**Work required:** The records that appear below are to be restated word for word.

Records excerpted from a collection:
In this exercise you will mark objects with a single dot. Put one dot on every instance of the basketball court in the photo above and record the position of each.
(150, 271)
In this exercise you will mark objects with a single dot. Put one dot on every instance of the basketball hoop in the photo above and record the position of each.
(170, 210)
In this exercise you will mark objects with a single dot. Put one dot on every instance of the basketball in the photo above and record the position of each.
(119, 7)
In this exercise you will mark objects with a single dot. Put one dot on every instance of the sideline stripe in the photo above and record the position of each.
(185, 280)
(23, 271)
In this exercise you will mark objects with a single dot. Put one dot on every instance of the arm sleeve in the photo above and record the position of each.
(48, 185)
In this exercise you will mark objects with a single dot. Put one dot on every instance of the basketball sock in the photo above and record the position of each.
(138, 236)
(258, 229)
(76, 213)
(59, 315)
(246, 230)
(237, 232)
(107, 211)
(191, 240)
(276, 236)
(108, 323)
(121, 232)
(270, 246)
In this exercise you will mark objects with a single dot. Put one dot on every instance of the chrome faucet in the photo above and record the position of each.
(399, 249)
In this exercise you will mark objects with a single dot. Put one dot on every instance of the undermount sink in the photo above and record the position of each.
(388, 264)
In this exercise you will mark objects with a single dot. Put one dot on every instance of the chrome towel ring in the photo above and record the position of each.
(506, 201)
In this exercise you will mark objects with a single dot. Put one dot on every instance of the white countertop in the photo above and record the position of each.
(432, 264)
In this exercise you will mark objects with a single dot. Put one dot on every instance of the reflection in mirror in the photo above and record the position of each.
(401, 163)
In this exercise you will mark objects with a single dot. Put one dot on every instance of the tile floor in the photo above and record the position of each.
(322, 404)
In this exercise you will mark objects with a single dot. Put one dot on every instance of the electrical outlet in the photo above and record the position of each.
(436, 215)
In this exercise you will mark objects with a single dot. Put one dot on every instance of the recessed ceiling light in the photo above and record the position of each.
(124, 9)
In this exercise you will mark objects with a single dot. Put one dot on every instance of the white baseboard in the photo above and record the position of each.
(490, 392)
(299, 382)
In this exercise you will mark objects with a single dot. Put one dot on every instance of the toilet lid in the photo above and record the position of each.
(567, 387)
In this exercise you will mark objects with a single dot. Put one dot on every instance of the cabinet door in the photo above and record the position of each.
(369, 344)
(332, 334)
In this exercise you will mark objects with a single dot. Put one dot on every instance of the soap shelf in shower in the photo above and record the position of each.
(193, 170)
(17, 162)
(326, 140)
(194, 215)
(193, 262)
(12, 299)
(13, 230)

**Task solution:**
In this exercise you will mark objects with a single dot. Put one dot on every instance of the basketball court in the photo above and record the position of each.
(150, 271)
In this exercise you will mark objects with a single dot. Put one dot on every instance of the basketball hoop in the photo above and record the position of each.
(170, 210)
In this exercise you will mark objects with a single dot. Put one dot on every instance of the basketball in the photo above and record the position of each.
(119, 7)
In this exercise you will mark objects with a single dot. Put one dot on every instance of the sideline stripe in the photo above and record the position of each.
(185, 280)
(23, 271)
In this exercise you will mark objects with a single dot. Put one dot on every instance of the arm sleeve in the photo above and record the position of each.
(48, 185)
In this exercise you will mark objects with a single dot. Put one dot on every instance of the basketball sock in the photo above and record the position of each.
(138, 236)
(258, 229)
(76, 213)
(59, 315)
(246, 230)
(237, 232)
(107, 211)
(191, 240)
(276, 236)
(108, 323)
(121, 232)
(270, 246)
In this exercise you will mark objects with a single dot. Put one dot on every instance of the chrome faucet in the photo above and record the position of each.
(399, 249)
In this exercise you will mark objects with a single dot. Put one dot on every instance of the undermount sink in the photo above and record the position of each.
(388, 264)
In this exercise you will mark objects with a single dot. Put one dot on every instance of the chrome towel ring in the photo above and record the position of each.
(506, 201)
In this exercise you will mark objects with a single dot. Put one dot on every instance of the white countertop in the photo above and record the position of each.
(432, 264)
In this exercise you will mark objects with a single dot. Put one dot on every instance of the reflection in mirror in the photo above and record the position of each.
(401, 163)
In this exercise you will mark objects with a single dot. Put one dot on every instance of the tile floor in the photo above and record the position of each.
(322, 404)
In this exercise you will mark objects with a single dot. Put one dot on every instance of the electrical outlet in the photo above and record the position of each.
(436, 215)
In this exercise you will mark objects with a single dot. Put one dot on every instance of the recessed ceiling light in the photo above and record the position of each.
(124, 9)
In this exercise you will mark objects with a single dot. Put one dot on every instance of the white baseboard in the photo above and record the position of each.
(490, 392)
(299, 382)
In this exercise you will mark objects with a single dot. Put one dot on every instance of the toilet lid in the photo above and record the position of each.
(567, 387)
In this exercise you will mark objects with a single dot. Put one dot on every instance of the cabinet door in the photo above and record the position of each.
(369, 344)
(332, 334)
In this exercise you will mark objects with a single dot. Put one dot on every instance of the soap shelf in shower in the photo above and record the position of each.
(193, 170)
(17, 162)
(326, 140)
(194, 215)
(193, 262)
(12, 299)
(13, 230)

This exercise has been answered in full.